═══ Source data ═══

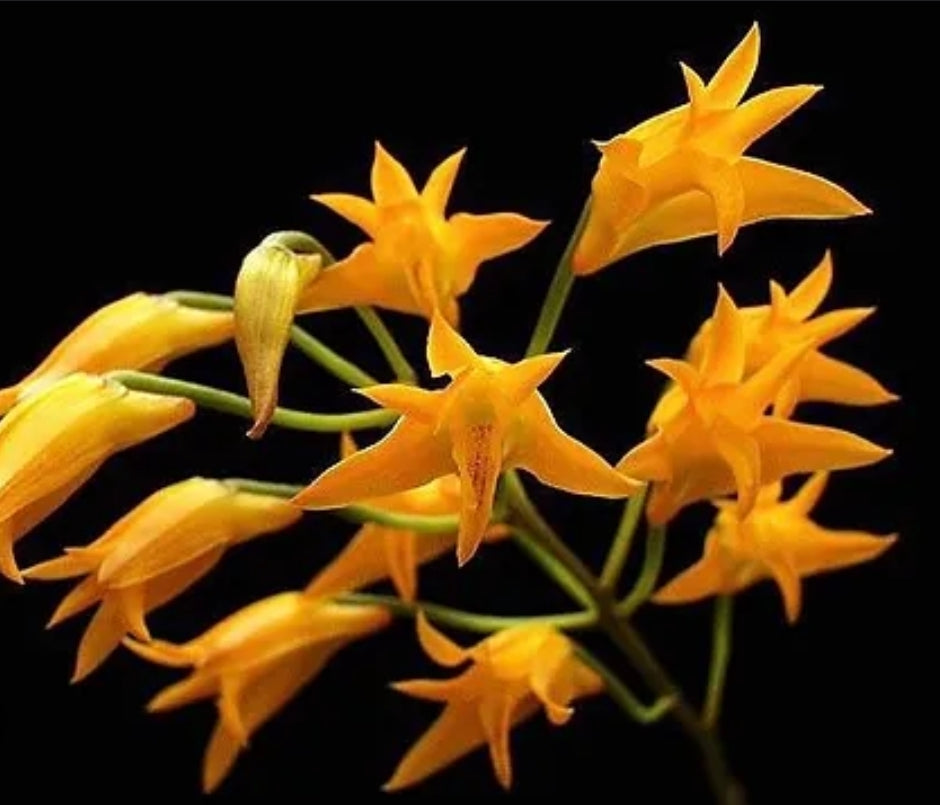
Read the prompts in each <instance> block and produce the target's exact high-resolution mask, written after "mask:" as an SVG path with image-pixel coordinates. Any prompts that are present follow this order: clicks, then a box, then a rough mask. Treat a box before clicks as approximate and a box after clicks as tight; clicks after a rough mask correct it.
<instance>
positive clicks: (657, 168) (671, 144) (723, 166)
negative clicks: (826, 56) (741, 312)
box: [572, 25, 870, 274]
mask: <svg viewBox="0 0 940 805" xmlns="http://www.w3.org/2000/svg"><path fill="white" fill-rule="evenodd" d="M759 52H760V34H759V31H758V28H757V25H754V26H753V27H752V28H751V30H750V31H749V32H748V34H747V35H746V36H745V37H744V39H743V40H742V41H741V43H740V44H739V45H738V46H737V47H736V48H735V49H734V50H733V51H732V52H731V54H730V55H729V56H728V58H727V59H726V60H725V62H724V64H722V66H721V67H720V68H719V70H718V72H717V73H715V75H714V76H713V77H712V80H711V81H710V82H709V83H708V84H705V82H704V81H703V80H702V79H701V78H700V77H699V75H698V74H697V73H696V72H695V71H694V70H692V69H691V68H690V67H688V66H687V65H685V64H680V67H681V68H682V75H683V78H684V79H685V85H686V90H687V92H688V95H689V102H688V103H686V104H684V105H682V106H679V107H676V108H674V109H671V110H669V111H668V112H664V113H662V114H660V115H656V116H655V117H653V118H650V119H649V120H647V121H645V122H643V123H640V124H639V125H637V126H634V127H633V128H632V129H630V130H629V131H628V132H626V133H625V134H621V135H619V136H617V137H614V138H613V139H612V140H610V141H608V142H605V143H598V144H597V147H598V149H599V150H600V152H601V160H600V165H599V166H598V169H597V173H596V174H595V175H594V179H593V181H592V183H591V210H590V216H589V218H588V221H587V223H586V225H585V228H584V231H583V234H582V236H581V239H580V241H579V242H578V246H577V249H576V251H575V254H574V258H573V264H572V265H573V270H574V272H575V273H576V274H591V273H593V272H595V271H599V270H600V269H602V268H604V267H605V266H608V265H610V264H611V263H614V262H616V261H617V260H620V259H621V258H623V257H626V256H628V255H630V254H634V253H635V252H638V251H641V250H643V249H648V248H650V247H651V246H657V245H660V244H665V243H675V242H677V241H683V240H689V239H691V238H697V237H701V236H703V235H711V234H714V233H717V234H718V251H719V254H721V253H724V251H725V250H726V249H727V248H728V247H729V246H730V245H731V243H732V241H733V240H734V237H735V235H736V234H737V231H738V229H739V228H740V227H741V226H744V225H746V224H751V223H755V222H758V221H764V220H768V219H773V218H844V217H848V216H853V215H863V214H866V213H869V212H870V210H869V209H868V208H867V207H865V205H864V204H862V203H861V202H859V201H858V200H857V199H855V198H854V197H852V196H851V195H850V194H849V193H847V192H846V191H845V190H843V189H842V188H840V187H838V186H837V185H835V184H833V183H832V182H829V181H827V180H825V179H822V178H820V177H819V176H815V175H813V174H811V173H806V172H804V171H800V170H796V169H794V168H788V167H786V166H784V165H777V164H775V163H772V162H765V161H763V160H760V159H755V158H754V157H748V156H744V153H745V152H746V151H747V150H748V148H750V146H751V145H752V144H753V143H754V142H755V141H756V140H758V139H759V138H760V137H762V136H763V135H764V134H766V133H767V132H768V131H770V130H771V129H773V128H774V127H776V126H777V125H778V124H779V123H780V122H781V121H783V120H784V119H785V118H787V117H789V116H790V115H791V114H793V112H795V111H796V110H797V109H799V108H800V107H801V106H802V105H803V104H804V103H806V102H807V101H808V100H809V99H810V98H812V97H813V95H815V94H816V93H817V92H818V91H819V89H820V87H818V86H811V85H797V86H790V87H778V88H776V89H772V90H769V91H767V92H762V93H761V94H759V95H756V96H754V97H753V98H750V99H749V100H747V101H744V102H743V103H742V98H743V97H744V95H745V93H746V92H747V89H748V87H749V86H750V83H751V80H752V79H753V77H754V71H755V69H756V68H757V60H758V55H759Z"/></svg>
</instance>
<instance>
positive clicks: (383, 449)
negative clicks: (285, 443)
mask: <svg viewBox="0 0 940 805" xmlns="http://www.w3.org/2000/svg"><path fill="white" fill-rule="evenodd" d="M565 354H566V353H555V354H549V355H540V356H538V357H534V358H526V359H525V360H522V361H520V362H519V363H513V364H509V363H505V362H503V361H500V360H497V359H495V358H489V357H485V356H481V355H478V354H477V353H476V352H474V350H473V348H472V347H471V346H470V345H469V344H468V343H467V342H466V341H465V340H464V339H463V338H461V336H460V335H458V333H457V332H456V331H455V330H454V329H453V328H452V327H451V326H450V325H449V324H447V322H446V321H445V320H444V319H443V318H442V317H441V316H440V315H436V316H435V317H434V318H433V320H432V322H431V329H430V333H429V335H428V354H427V357H428V364H429V366H430V368H431V373H432V374H433V375H434V376H435V377H440V376H441V375H444V374H447V375H450V377H451V383H450V384H449V385H448V386H447V387H446V388H444V389H440V390H437V391H427V390H425V389H419V388H415V387H413V386H405V385H400V384H394V383H393V384H387V385H378V386H371V387H369V388H365V389H360V391H361V393H362V394H364V395H365V396H366V397H368V398H369V399H370V400H373V401H374V402H376V403H378V404H379V405H381V406H383V407H385V408H390V409H392V410H395V411H399V412H400V413H401V414H402V417H401V419H400V420H399V421H398V423H397V424H396V425H395V427H394V428H393V429H392V430H391V431H390V432H389V433H388V435H387V436H385V437H384V438H383V439H382V440H381V441H379V442H377V443H376V444H374V445H372V446H371V447H368V448H366V449H365V450H362V451H360V452H358V453H356V454H355V455H352V456H349V457H348V458H346V459H344V460H343V461H341V462H340V463H339V464H337V465H335V466H334V467H331V468H330V469H328V470H326V471H325V472H324V473H323V474H321V475H320V476H319V477H318V478H317V479H316V480H315V481H314V482H313V483H312V484H310V486H308V487H307V488H306V489H304V490H303V491H302V492H300V493H299V494H298V495H297V497H296V498H295V499H294V500H295V502H296V503H298V504H299V505H301V506H304V507H305V508H309V509H325V508H331V507H336V506H342V505H346V504H349V503H355V502H358V501H362V500H368V499H370V498H376V497H382V496H384V495H392V494H395V493H398V492H402V491H404V490H406V489H414V488H415V487H419V486H422V485H424V484H426V483H428V482H429V481H431V480H433V479H434V478H440V477H442V476H446V475H451V474H453V473H457V475H458V476H459V478H460V495H461V507H460V531H459V533H458V535H457V559H458V561H459V562H460V563H461V564H464V563H465V562H467V561H469V559H470V558H471V557H472V556H473V554H474V552H475V551H476V549H477V547H478V545H479V543H480V540H481V538H482V536H483V533H484V531H485V530H486V527H487V524H488V523H489V520H490V515H491V513H492V508H493V496H494V494H495V490H496V481H497V479H498V477H499V474H500V472H502V471H503V470H507V469H511V468H513V467H519V468H521V469H524V470H527V471H528V472H530V473H532V474H533V475H534V476H535V477H536V478H538V479H539V480H541V481H542V482H543V483H546V484H548V485H549V486H554V487H557V488H559V489H564V490H566V491H569V492H574V493H577V494H587V495H595V496H598V497H612V498H618V497H626V496H628V495H630V494H631V493H632V492H635V491H637V490H638V489H639V488H640V485H639V484H637V483H635V482H634V481H631V480H629V479H628V478H626V477H624V476H623V475H621V474H619V473H617V472H616V471H615V470H614V469H613V468H612V467H610V465H609V464H607V462H606V461H604V459H602V458H601V457H600V456H599V455H597V453H595V452H594V451H593V450H591V449H590V448H588V447H586V446H585V445H583V444H582V443H581V442H579V441H577V440H576V439H573V438H572V437H571V436H568V435H567V434H566V433H564V432H563V431H562V430H561V429H560V428H559V427H558V425H557V424H555V420H554V418H553V417H552V414H551V411H550V410H549V408H548V405H547V404H546V402H545V400H544V399H543V397H542V396H541V394H539V392H538V391H537V388H538V386H539V385H541V384H542V383H543V382H544V381H545V380H546V378H548V376H549V375H550V374H551V373H552V372H553V371H554V370H555V368H556V367H557V366H558V364H559V363H560V362H561V360H562V358H564V356H565Z"/></svg>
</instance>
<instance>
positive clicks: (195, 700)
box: [124, 592, 391, 793]
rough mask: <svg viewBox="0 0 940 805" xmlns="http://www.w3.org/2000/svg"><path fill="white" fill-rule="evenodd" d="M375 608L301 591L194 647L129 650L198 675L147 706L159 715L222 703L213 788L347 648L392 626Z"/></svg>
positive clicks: (271, 596)
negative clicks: (280, 709) (303, 692)
mask: <svg viewBox="0 0 940 805" xmlns="http://www.w3.org/2000/svg"><path fill="white" fill-rule="evenodd" d="M390 619H391V616H390V615H389V614H388V612H387V611H386V610H385V609H383V608H381V607H375V606H362V605H355V604H338V603H334V602H331V601H326V600H323V599H319V598H312V597H310V596H306V595H304V594H302V593H298V592H287V593H280V594H278V595H274V596H271V597H269V598H265V599H263V600H261V601H257V602H255V603H254V604H251V605H249V606H247V607H245V608H244V609H241V610H239V611H238V612H236V613H234V614H233V615H230V616H229V617H228V618H226V619H225V620H223V621H221V622H220V623H218V624H217V625H215V626H213V627H212V628H211V629H209V630H208V631H207V632H205V633H203V634H202V635H200V636H199V637H197V638H195V639H194V640H191V641H189V642H188V643H184V644H182V645H176V644H173V643H167V642H164V641H162V640H155V641H153V642H151V643H139V642H137V641H135V640H132V639H131V638H125V641H124V643H125V645H126V646H127V647H128V648H130V649H132V650H133V651H134V652H135V653H137V654H139V655H140V656H141V657H143V658H144V659H147V660H150V661H151V662H155V663H159V664H161V665H168V666H171V667H180V668H182V667H189V666H191V667H192V668H193V671H192V673H191V674H190V675H189V676H188V677H187V678H186V679H184V680H182V681H181V682H177V683H176V684H174V685H171V686H170V687H168V688H166V689H164V690H163V691H162V692H161V693H159V694H158V695H157V696H156V697H155V698H154V699H153V700H152V701H151V702H150V704H149V705H148V708H147V709H148V710H149V711H150V712H162V711H165V710H171V709H174V708H177V707H181V706H183V705H185V704H189V703H191V702H195V701H199V700H201V699H207V698H211V697H218V709H219V720H218V723H217V724H216V727H215V730H214V732H213V733H212V738H211V739H210V740H209V745H208V748H207V749H206V754H205V759H204V761H203V775H202V785H203V790H205V791H206V792H207V793H208V792H210V791H213V790H214V789H216V788H217V787H218V786H219V784H220V783H221V782H222V780H223V779H224V778H225V776H226V775H227V774H228V773H229V771H230V770H231V768H232V766H233V765H234V763H235V760H236V758H237V757H238V753H239V752H240V751H241V750H242V749H244V748H245V747H246V746H247V745H248V739H249V737H250V736H251V734H252V733H254V732H255V731H257V730H258V729H259V728H260V727H261V726H262V725H263V724H264V723H265V722H266V721H268V720H269V719H270V718H271V717H272V716H274V715H275V714H276V713H277V712H278V711H279V710H280V709H281V708H282V707H284V705H285V704H287V702H288V701H290V699H291V698H293V697H294V696H295V695H296V694H297V693H298V692H299V691H300V690H301V688H303V687H304V685H306V684H307V683H308V682H310V681H311V680H312V679H313V678H314V677H315V676H316V675H317V674H318V673H319V672H320V670H321V669H322V668H323V667H324V666H325V665H326V664H327V663H328V662H329V661H330V659H331V658H332V657H333V655H334V654H336V653H337V652H338V651H339V650H340V649H342V648H343V647H344V646H345V645H347V644H348V643H350V642H352V641H353V640H357V639H359V638H362V637H365V636H366V635H369V634H371V633H373V632H375V631H377V630H379V629H381V628H383V627H384V626H385V625H387V624H388V622H389V620H390Z"/></svg>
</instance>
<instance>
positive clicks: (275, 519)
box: [23, 478, 302, 682]
mask: <svg viewBox="0 0 940 805" xmlns="http://www.w3.org/2000/svg"><path fill="white" fill-rule="evenodd" d="M301 514H302V512H301V511H300V510H299V509H297V508H296V507H294V506H292V505H291V504H290V503H288V502H287V501H286V500H284V499H283V498H276V497H270V496H267V495H255V494H251V493H248V492H241V491H238V490H236V489H235V488H233V487H232V486H230V485H228V484H226V483H224V482H223V481H215V480H210V479H207V478H190V479H189V480H187V481H181V482H180V483H177V484H174V485H173V486H169V487H167V488H165V489H162V490H160V491H159V492H156V493H155V494H153V495H151V496H150V497H149V498H147V499H146V500H145V501H144V502H143V503H141V504H140V505H139V506H137V507H136V508H135V509H134V510H133V511H131V512H130V513H129V514H127V515H126V516H125V517H123V518H121V520H119V521H118V522H117V523H115V525H114V526H112V527H111V528H110V529H108V531H107V532H106V533H105V534H104V535H103V536H102V537H101V538H100V539H98V540H96V541H95V542H93V543H91V545H89V546H87V547H85V548H67V549H66V553H65V556H62V557H60V558H58V559H52V560H50V561H48V562H43V563H42V564H39V565H36V566H35V567H32V568H29V569H28V570H25V571H24V572H23V575H24V576H25V577H26V578H28V579H43V580H56V579H67V578H72V577H75V576H85V578H84V579H83V580H82V582H81V583H80V584H79V585H78V586H77V587H75V588H74V589H73V590H72V592H70V593H69V594H68V595H67V596H66V597H65V600H63V601H62V603H61V604H60V605H59V608H58V609H57V610H56V611H55V614H54V615H53V616H52V619H51V621H50V622H49V625H50V626H54V625H56V624H58V623H61V622H62V621H64V620H65V619H66V618H70V617H72V616H73V615H75V614H77V613H79V612H81V611H82V610H84V609H86V608H88V607H90V606H93V605H94V604H100V606H99V607H98V611H97V612H96V613H95V615H94V617H93V618H92V620H91V623H90V624H89V625H88V629H87V630H86V631H85V635H84V637H83V638H82V642H81V645H80V646H79V649H78V659H77V661H76V664H75V674H74V676H73V678H72V681H73V682H77V681H78V680H80V679H83V678H84V677H86V676H87V675H88V674H90V673H91V672H92V671H93V670H95V668H97V667H98V666H99V665H100V664H101V663H102V662H104V661H105V660H106V659H107V658H108V656H109V655H110V654H111V652H112V651H114V649H115V648H117V647H118V646H119V645H120V643H121V639H122V638H123V637H124V636H125V635H126V634H127V633H128V632H129V633H130V634H132V635H134V637H136V638H138V639H139V640H150V632H149V630H148V629H147V624H146V621H145V617H146V615H147V614H148V613H149V612H151V611H153V610H154V609H157V608H158V607H161V606H163V605H164V604H166V603H167V602H169V601H172V600H173V599H174V598H175V597H176V596H178V595H179V594H180V593H182V592H183V591H184V590H185V589H187V588H188V587H190V586H191V585H193V584H195V583H196V582H197V581H198V580H199V579H200V578H202V577H203V576H204V575H205V574H206V573H208V572H209V571H210V570H212V568H213V567H215V565H216V564H217V563H218V561H219V560H220V559H221V558H222V555H223V554H224V553H225V551H226V550H228V548H230V547H231V546H233V545H236V544H238V543H240V542H245V541H247V540H249V539H252V538H254V537H257V536H259V535H261V534H267V533H271V532H273V531H279V530H281V529H283V528H286V527H287V526H289V525H290V524H291V523H294V522H296V521H297V520H298V519H299V518H300V516H301Z"/></svg>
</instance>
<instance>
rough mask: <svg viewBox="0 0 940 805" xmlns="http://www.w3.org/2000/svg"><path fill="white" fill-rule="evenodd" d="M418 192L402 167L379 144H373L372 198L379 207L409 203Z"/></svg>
mask: <svg viewBox="0 0 940 805" xmlns="http://www.w3.org/2000/svg"><path fill="white" fill-rule="evenodd" d="M417 195H418V191H417V189H416V188H415V186H414V182H412V181H411V177H410V176H409V175H408V171H406V170H405V168H404V166H403V165H402V164H401V163H400V162H399V161H398V160H397V159H395V157H393V156H392V155H391V154H390V153H389V152H388V151H386V150H385V149H384V148H383V147H382V145H381V143H379V142H376V144H375V159H374V161H373V162H372V197H373V198H374V199H375V203H376V204H377V205H378V206H379V207H391V206H393V205H395V204H401V203H402V202H405V201H411V200H413V199H415V198H416V197H417Z"/></svg>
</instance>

═══

Filter the data down to the lines that contain the string "negative", and copy them.

Exercise answer
negative clicks: (826, 56) (741, 312)
negative clicks: (285, 443)
negative clicks: (280, 709) (303, 692)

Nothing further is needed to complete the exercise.